Passage shown
The best way of getting the data from a google spreadsheet in python is by using gspread, which is a Python API for Google Sheets.
However, there are alternatives if you aren't the owner of the spreadsheet (or you just want to do it by other method as an exercise). For instance, you can do it using requests
and bs4
modules as you can see in this answer.
Applied to your specific case, the code would look like this ("Datos Argentina - Salas de Cine" spreadsheet):
import typing
import requests
from bs4 import BeautifulSoup
def scrapeDataFromSpreadsheet() -> typing.List[typing.List[str]]:
html = requests.get('https://docs.google.com/spreadsheets/d/1o8QeMOKWm4VeZ9VecgnL8BWaOlX5kdCDkXoAph37sQM/edit#gid=1691373423').text
soup = BeautifulSoup(html, 'lxml')
salas_cine = soup.find_all('table')[0]
rows = [[td.text for td in row.find_all("td")] for row in salas_cine.find_all('tr')]
return rows
Important note: with the link provided (and the code above) you will only be able to get the first 100 rows of data!
This can be fixed in more than one way. What I've tried is modifying the url of the spreadsheet to display the data as a simple html table (reference).
Old url: https://docs.google.com/spreadsheets/d/1o8QeMOKWm4VeZ9VecgnL8BWaOlX5kdCDkXoAph37sQM/edit#gid=1691373423
New url: (remove edit#gid=1691373423
and add gviz/tq?tqx=out:html&tq&gid=1
) https://docs.google.com/spreadsheets/d/1o8QeMOKWm4VeZ9VecgnL8BWaOlX5kdCDkXoAph37sQM/gviz/tq?tqx=out:html&tq&gid=1
Now you are able to obtain all the rows that the spreadsheet contains:
def scrapeDataFromSpreadsheet() -> typing.List[typing.List[str]]:
html = requests.get('https://docs.google.com/spreadsheets/u/0/d/1o8QeMOKWm4VeZ9VecgnL8BWaOlX5kdCDkXoAph37sQM/gviz/tq?tqx=out:html&tq&gid=1').text
soup = BeautifulSoup(html, 'lxml')
salas_cine = soup.find_all('table')[0]
rows = [[td.text for td in row.find_all("td")] for row in salas_cine.find_all('tr')]
return rows

Objective 1
Repeat the listing from its start up to and including the line containing "12 0 559 673", leaving the pictures out of your answer.
The spreadsheet-scraping answer and the listing are unrelated pieces of material.

Entries on finding named things
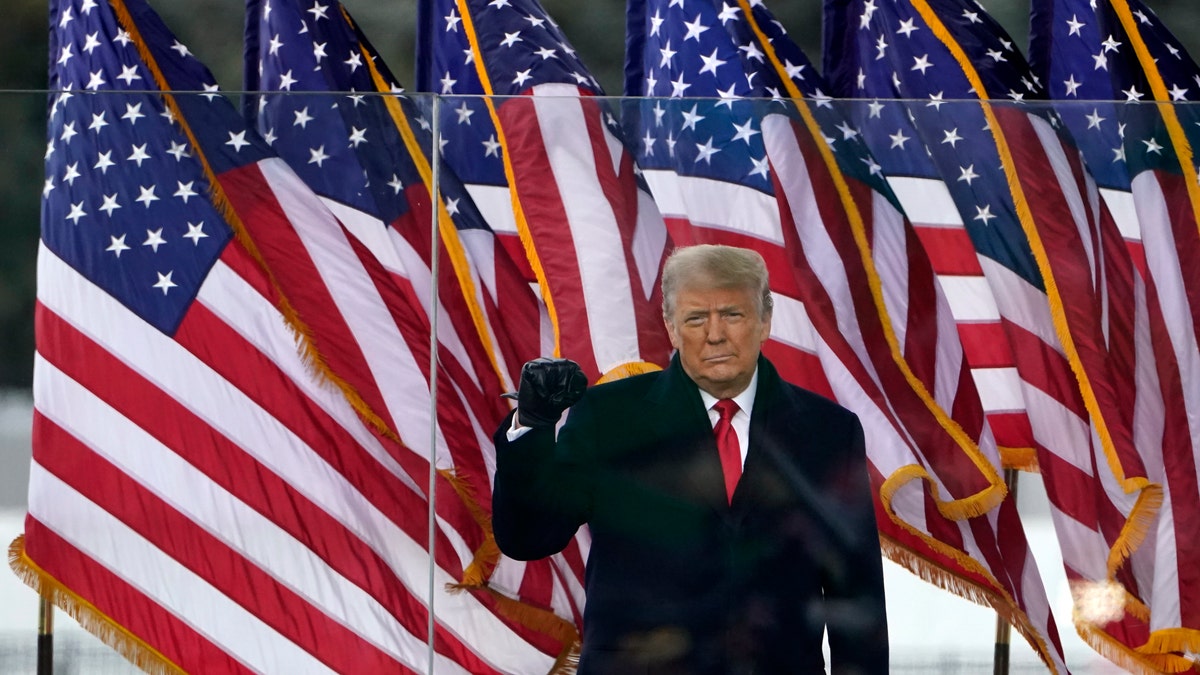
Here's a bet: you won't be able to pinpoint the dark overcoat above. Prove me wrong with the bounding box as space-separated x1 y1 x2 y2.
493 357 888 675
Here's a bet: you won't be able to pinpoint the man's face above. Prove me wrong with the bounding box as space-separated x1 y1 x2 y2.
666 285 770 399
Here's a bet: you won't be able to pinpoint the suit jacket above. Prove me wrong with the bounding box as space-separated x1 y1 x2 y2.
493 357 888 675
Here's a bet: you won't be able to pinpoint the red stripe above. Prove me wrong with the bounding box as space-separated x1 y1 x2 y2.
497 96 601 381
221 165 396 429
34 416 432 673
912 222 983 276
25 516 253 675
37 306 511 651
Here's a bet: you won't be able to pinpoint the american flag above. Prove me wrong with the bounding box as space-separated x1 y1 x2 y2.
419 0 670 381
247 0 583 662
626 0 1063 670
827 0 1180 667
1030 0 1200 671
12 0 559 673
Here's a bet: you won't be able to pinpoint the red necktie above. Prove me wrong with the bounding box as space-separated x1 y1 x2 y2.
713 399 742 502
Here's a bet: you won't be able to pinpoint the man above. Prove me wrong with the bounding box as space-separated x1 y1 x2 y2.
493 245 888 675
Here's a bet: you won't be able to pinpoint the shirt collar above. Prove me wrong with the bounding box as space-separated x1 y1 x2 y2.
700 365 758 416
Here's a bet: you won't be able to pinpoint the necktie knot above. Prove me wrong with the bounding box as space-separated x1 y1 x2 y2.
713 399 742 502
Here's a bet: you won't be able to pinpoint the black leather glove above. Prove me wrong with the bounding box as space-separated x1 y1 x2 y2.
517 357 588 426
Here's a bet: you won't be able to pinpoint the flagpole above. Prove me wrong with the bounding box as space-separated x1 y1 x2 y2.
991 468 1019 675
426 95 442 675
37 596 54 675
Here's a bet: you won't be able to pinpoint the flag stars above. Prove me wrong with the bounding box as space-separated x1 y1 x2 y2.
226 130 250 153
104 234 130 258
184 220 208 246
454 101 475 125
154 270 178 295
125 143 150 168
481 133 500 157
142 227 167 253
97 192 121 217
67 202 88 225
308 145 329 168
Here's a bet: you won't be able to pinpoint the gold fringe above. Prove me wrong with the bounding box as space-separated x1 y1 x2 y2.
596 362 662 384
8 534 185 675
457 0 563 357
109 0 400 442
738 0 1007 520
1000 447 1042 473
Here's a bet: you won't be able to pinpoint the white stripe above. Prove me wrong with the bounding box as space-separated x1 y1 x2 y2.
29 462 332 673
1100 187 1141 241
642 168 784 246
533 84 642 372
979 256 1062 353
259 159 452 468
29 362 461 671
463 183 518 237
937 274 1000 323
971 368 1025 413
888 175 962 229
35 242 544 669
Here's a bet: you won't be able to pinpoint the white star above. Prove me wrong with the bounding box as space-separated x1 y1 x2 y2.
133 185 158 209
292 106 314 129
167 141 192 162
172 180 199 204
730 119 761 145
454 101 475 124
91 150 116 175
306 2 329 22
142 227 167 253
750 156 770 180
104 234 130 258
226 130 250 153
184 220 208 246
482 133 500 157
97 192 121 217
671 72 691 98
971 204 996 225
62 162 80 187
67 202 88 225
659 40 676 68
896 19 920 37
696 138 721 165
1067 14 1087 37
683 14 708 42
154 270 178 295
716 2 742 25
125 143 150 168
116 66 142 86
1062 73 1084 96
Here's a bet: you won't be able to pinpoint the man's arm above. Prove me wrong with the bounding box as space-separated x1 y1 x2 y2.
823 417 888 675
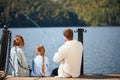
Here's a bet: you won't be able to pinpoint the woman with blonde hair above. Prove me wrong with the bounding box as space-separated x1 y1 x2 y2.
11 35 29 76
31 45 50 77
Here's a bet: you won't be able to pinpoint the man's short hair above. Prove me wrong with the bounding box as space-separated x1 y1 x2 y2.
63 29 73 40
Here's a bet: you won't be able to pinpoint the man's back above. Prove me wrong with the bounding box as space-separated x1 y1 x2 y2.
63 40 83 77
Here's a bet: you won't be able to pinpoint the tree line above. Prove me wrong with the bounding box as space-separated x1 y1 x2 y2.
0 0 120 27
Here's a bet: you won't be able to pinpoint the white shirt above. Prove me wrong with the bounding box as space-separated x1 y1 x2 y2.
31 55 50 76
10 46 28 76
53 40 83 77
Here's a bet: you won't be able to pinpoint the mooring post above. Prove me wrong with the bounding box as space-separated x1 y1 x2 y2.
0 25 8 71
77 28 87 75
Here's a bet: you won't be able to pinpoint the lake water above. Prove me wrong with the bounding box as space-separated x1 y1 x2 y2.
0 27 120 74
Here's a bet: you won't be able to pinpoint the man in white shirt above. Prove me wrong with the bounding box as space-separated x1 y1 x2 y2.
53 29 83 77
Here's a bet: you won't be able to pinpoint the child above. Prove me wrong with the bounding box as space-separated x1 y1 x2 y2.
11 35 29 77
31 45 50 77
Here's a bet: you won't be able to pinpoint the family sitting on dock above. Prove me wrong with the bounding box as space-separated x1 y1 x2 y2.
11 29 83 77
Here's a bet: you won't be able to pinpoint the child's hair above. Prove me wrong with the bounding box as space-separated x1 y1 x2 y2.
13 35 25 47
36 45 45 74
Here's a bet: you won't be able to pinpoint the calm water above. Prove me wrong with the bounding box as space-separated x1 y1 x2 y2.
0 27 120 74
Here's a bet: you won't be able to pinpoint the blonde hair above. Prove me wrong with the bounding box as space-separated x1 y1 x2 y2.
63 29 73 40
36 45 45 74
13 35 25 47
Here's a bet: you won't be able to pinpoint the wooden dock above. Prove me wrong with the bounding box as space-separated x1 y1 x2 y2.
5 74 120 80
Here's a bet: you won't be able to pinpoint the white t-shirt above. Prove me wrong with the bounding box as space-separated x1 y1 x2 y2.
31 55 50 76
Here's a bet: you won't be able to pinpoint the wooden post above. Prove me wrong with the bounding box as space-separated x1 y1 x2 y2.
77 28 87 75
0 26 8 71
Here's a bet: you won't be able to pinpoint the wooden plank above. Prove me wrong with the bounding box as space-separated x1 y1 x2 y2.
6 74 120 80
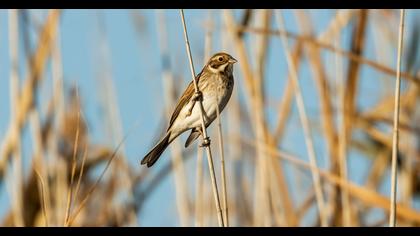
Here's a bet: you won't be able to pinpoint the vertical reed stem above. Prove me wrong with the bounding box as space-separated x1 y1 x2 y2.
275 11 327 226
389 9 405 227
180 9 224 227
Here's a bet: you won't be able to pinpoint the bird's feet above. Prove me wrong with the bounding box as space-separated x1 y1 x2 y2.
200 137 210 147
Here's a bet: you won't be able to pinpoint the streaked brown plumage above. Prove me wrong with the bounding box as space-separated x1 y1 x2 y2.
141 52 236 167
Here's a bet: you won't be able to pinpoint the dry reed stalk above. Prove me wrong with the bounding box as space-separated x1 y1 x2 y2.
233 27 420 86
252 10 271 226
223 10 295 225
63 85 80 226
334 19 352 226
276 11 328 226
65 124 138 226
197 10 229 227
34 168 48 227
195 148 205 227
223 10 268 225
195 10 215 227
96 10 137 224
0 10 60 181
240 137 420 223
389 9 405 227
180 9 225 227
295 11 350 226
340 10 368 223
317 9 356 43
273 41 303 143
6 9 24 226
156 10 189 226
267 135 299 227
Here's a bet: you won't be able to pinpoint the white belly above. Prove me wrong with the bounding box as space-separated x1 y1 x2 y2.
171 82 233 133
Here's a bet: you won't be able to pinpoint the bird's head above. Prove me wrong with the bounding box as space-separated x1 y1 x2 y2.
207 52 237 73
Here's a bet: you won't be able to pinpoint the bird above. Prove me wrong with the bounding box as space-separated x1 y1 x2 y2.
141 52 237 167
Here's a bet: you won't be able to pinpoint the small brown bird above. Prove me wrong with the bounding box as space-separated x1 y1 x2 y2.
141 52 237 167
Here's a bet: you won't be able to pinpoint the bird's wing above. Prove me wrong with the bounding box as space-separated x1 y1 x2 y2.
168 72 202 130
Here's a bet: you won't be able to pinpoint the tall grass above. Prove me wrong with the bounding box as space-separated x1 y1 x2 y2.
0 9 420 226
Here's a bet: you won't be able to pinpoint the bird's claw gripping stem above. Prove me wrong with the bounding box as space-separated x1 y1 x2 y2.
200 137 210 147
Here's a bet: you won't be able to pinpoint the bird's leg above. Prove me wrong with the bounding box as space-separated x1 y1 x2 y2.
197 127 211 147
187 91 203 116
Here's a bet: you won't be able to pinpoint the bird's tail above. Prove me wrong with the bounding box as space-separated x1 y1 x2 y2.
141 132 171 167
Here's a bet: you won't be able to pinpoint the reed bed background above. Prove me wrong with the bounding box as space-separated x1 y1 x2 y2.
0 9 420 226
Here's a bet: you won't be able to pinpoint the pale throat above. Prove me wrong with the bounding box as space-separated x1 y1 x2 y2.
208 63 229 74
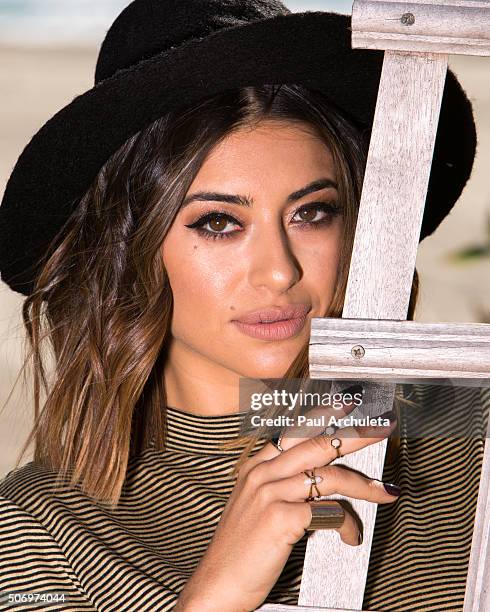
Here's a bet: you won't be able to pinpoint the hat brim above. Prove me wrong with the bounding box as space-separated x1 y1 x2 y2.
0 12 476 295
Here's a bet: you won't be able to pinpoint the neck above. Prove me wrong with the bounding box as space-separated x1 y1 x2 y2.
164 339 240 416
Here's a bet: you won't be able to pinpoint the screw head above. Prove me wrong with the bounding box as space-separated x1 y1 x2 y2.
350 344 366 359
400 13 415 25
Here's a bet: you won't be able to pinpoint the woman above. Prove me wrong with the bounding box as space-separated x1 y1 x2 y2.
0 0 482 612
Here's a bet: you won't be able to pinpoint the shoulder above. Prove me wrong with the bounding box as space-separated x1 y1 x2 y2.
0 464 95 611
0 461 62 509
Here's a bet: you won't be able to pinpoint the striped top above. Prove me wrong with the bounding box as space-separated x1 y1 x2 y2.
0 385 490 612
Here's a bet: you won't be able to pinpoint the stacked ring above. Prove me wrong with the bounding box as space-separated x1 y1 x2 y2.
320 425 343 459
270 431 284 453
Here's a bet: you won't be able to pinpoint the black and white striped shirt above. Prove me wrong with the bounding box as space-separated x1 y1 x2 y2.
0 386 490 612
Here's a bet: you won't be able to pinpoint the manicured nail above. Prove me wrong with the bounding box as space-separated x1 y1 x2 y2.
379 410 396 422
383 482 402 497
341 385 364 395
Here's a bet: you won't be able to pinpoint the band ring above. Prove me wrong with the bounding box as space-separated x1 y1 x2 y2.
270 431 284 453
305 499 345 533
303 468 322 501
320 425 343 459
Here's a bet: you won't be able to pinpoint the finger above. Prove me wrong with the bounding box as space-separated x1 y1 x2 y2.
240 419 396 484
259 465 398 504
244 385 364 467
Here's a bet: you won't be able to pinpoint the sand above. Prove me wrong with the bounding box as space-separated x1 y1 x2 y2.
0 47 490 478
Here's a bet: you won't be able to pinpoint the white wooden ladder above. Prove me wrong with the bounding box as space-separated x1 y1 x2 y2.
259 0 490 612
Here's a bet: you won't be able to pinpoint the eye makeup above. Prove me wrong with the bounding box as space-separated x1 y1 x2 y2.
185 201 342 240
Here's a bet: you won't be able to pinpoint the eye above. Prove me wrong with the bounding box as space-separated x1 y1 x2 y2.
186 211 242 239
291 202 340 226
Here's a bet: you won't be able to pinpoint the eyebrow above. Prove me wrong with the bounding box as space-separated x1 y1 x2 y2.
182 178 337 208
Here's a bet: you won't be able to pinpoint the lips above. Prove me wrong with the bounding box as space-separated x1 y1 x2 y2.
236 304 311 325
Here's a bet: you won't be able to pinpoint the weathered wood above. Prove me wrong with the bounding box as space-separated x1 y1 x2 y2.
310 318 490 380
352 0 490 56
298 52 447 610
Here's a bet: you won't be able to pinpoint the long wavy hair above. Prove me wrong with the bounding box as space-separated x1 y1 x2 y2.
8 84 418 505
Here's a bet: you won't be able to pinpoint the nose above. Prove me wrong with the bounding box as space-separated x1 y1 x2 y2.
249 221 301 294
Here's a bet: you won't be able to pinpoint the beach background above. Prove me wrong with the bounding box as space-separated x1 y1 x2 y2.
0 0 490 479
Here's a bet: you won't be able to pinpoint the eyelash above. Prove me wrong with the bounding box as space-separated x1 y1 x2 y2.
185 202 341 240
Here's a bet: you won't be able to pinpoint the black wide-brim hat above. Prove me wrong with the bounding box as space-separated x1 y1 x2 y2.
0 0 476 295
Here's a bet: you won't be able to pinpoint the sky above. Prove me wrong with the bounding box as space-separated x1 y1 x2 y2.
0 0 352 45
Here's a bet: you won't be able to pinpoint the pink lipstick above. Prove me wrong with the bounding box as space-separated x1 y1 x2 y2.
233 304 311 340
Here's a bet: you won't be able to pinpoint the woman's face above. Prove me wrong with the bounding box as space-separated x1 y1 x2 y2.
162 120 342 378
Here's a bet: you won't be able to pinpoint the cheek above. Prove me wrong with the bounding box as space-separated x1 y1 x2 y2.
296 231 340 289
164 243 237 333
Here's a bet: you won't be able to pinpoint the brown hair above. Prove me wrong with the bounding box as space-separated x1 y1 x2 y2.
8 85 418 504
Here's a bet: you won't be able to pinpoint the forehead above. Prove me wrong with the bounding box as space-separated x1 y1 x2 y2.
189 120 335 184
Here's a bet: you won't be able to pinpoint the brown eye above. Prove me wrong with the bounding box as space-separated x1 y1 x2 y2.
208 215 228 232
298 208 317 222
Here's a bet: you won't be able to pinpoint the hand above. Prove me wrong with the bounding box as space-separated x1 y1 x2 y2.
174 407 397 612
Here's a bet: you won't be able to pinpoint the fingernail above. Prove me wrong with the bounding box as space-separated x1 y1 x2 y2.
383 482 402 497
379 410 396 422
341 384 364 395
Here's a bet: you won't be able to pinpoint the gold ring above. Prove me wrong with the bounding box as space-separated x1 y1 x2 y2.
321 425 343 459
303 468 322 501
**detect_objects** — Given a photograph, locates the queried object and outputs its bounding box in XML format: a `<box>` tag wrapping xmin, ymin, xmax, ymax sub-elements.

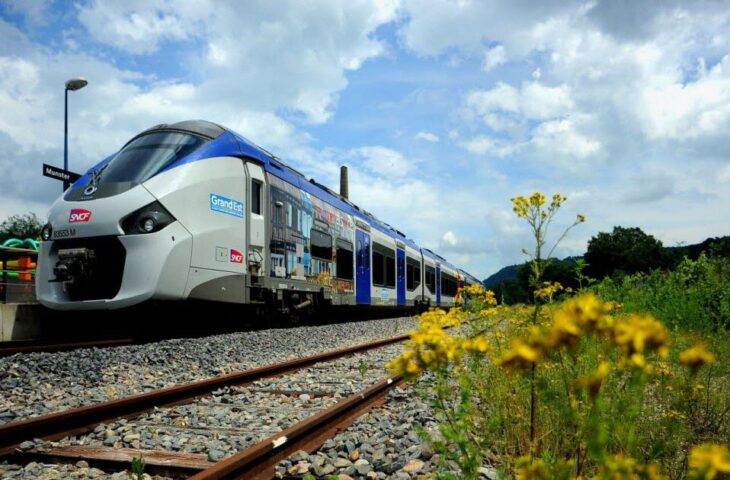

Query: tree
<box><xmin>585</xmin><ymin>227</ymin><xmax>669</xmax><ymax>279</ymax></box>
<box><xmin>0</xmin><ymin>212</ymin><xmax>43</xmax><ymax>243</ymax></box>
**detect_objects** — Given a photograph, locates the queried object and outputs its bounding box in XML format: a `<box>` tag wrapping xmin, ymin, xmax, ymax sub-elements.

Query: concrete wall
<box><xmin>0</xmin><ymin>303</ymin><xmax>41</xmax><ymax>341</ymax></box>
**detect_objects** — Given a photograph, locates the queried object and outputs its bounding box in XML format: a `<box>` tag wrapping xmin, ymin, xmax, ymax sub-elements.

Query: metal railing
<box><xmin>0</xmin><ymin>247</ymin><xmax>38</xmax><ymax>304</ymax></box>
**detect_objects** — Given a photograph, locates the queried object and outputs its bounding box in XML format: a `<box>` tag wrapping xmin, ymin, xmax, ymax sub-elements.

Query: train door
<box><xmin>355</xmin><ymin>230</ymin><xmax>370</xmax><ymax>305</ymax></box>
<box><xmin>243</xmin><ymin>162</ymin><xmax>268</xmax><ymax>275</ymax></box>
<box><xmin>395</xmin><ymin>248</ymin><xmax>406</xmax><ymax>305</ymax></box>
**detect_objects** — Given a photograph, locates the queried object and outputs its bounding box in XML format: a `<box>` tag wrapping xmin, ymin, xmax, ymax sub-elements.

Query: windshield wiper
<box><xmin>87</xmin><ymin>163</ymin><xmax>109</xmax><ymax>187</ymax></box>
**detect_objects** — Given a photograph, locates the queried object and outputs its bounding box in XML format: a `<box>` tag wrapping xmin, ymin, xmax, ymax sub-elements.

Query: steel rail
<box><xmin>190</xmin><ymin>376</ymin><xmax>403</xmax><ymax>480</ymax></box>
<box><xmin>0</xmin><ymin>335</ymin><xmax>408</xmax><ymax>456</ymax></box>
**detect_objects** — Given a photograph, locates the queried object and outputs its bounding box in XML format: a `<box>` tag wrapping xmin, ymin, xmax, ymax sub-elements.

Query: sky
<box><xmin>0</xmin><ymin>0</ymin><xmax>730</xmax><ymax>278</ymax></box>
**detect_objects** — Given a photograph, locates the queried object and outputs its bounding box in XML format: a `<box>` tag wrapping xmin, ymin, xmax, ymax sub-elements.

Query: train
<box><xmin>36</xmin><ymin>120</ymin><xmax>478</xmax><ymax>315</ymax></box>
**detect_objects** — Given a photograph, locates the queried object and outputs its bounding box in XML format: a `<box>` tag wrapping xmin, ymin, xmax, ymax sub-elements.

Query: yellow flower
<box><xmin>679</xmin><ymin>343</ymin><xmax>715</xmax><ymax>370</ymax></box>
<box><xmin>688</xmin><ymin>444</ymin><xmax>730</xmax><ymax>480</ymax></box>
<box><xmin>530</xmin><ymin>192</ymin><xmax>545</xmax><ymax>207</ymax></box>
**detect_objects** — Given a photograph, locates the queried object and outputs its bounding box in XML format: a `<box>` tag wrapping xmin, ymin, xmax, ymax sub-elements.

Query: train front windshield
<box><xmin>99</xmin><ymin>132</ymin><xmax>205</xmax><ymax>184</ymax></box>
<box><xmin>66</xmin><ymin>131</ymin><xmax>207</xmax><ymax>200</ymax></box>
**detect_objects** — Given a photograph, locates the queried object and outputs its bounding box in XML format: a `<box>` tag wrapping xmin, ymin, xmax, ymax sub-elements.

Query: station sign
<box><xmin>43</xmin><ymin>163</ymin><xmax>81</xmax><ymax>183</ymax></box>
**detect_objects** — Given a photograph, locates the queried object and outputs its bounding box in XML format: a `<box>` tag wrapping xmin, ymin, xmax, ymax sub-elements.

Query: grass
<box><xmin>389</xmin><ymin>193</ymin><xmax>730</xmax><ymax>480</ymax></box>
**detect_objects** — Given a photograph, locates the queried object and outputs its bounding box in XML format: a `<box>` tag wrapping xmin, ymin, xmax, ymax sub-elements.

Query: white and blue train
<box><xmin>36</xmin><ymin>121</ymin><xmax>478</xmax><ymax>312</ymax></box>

Objective 2
According to the spreadsheet-scraping answer, why does the author change the spreadsheet's URL in the second version of the code?

Correct result 1
Here's a bet: you won't be able to pinpoint the dark overcoat above. Prove me wrong with the bounding box as space-separated x1 y1 x2 y2.
493 357 888 675
Here's a bet: you won't be able to pinpoint the man's face above. Prove me wrong with the bounding box as space-separated x1 y1 x2 y2.
666 285 770 399
Here's a bet: you won't be able to pinpoint the suit jacket above. Prove me wrong with the bounding box as space-separated x1 y1 x2 y2.
493 357 888 675
Here's a bet: you won't be able to pinpoint the red stripe above. Prove me wrong with the bounding box as space-separated x1 y1 x2 y2.
497 96 601 381
221 165 396 429
34 416 432 673
912 222 983 276
25 516 253 675
37 306 511 651
Here's a bet: you won't be able to pinpoint the american flag above. Prove me wrong with the bounding box as space-separated x1 y1 x2 y2.
419 0 670 381
247 0 583 662
626 0 1063 670
827 0 1180 667
1030 0 1200 671
12 0 559 673

Correct result 2
With the original link, the code can only get the first 100 rows of data. Changing the URL makes the spreadsheet display its data as a simple HTML table, so all of its rows can be obtained.